_DATASET CONTENT:_
=== Begin Enclosure ===
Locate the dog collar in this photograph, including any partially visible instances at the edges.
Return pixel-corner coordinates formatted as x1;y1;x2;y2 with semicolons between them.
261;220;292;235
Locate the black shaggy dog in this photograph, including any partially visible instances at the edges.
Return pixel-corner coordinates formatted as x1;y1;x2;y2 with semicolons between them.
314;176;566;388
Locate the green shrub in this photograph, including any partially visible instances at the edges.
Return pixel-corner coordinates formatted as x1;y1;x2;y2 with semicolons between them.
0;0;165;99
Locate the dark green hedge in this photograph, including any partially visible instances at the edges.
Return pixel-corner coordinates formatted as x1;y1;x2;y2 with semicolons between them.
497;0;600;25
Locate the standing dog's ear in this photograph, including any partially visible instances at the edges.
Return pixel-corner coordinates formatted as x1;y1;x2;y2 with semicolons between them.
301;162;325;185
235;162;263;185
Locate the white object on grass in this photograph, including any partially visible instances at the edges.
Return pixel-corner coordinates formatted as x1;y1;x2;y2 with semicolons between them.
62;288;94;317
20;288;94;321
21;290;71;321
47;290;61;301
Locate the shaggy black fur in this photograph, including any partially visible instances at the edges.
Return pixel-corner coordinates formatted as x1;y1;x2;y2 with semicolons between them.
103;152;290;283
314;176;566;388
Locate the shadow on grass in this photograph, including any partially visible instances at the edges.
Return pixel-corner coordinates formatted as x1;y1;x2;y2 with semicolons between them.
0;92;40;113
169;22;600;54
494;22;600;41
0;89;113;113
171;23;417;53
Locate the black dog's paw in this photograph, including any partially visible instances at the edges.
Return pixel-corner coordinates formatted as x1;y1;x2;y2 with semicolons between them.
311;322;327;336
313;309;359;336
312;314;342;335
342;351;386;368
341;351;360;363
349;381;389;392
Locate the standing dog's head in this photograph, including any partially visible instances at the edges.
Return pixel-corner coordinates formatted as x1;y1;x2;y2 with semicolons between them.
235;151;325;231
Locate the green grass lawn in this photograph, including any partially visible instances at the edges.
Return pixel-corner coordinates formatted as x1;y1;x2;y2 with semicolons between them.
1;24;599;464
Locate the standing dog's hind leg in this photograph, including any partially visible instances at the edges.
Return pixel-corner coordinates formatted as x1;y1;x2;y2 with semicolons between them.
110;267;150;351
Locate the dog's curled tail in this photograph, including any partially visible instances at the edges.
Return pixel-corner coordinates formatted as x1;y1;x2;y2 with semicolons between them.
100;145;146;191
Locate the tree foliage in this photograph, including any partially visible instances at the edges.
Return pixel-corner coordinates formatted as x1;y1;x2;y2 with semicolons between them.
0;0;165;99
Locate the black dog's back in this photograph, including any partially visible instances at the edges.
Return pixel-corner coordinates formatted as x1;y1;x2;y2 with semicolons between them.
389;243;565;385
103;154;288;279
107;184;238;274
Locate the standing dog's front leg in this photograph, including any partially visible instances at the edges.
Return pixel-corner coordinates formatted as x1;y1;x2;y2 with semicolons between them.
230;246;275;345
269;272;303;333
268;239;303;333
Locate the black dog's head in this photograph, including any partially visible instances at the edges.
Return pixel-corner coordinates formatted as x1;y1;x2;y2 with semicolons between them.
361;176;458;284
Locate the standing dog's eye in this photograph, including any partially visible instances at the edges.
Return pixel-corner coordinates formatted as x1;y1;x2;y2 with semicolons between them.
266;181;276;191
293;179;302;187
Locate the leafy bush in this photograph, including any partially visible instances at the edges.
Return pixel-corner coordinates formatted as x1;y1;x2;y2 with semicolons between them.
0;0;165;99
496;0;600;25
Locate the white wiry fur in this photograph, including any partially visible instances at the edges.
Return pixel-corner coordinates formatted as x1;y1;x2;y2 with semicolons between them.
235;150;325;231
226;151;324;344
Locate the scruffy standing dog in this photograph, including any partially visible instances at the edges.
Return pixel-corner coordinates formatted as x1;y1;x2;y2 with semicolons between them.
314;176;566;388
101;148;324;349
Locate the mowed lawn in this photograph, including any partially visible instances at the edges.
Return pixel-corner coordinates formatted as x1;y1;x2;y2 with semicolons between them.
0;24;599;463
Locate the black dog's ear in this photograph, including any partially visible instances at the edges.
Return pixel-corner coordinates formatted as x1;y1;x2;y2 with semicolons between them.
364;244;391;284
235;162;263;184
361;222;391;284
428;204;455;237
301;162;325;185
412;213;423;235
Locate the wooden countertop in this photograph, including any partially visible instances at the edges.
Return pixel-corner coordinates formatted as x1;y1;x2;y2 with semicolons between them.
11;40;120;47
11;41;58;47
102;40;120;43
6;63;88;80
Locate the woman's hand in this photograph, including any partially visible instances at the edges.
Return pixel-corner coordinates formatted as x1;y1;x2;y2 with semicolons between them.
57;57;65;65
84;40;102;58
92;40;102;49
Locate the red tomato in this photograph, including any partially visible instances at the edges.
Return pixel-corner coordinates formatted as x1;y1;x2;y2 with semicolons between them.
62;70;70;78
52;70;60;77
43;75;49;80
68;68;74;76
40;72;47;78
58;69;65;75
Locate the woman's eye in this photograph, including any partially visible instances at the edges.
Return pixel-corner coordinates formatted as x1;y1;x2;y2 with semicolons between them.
=== End Enclosure ===
_ASSIGNED TASK:_ The required output is the entries from their opening line through the line holding "Locate the black shaggy", repeated exactly, with both end lines kept.

_YOUR SOLUTION:_
Locate the dog collar in this photograph, including any partially visible instances at the edges.
Return pixel-corner coordinates formatted as x1;y1;x2;y2 with semicolons between them.
261;220;292;235
Locate the black shaggy dog in this photograph, including any partially visible instances at the edges.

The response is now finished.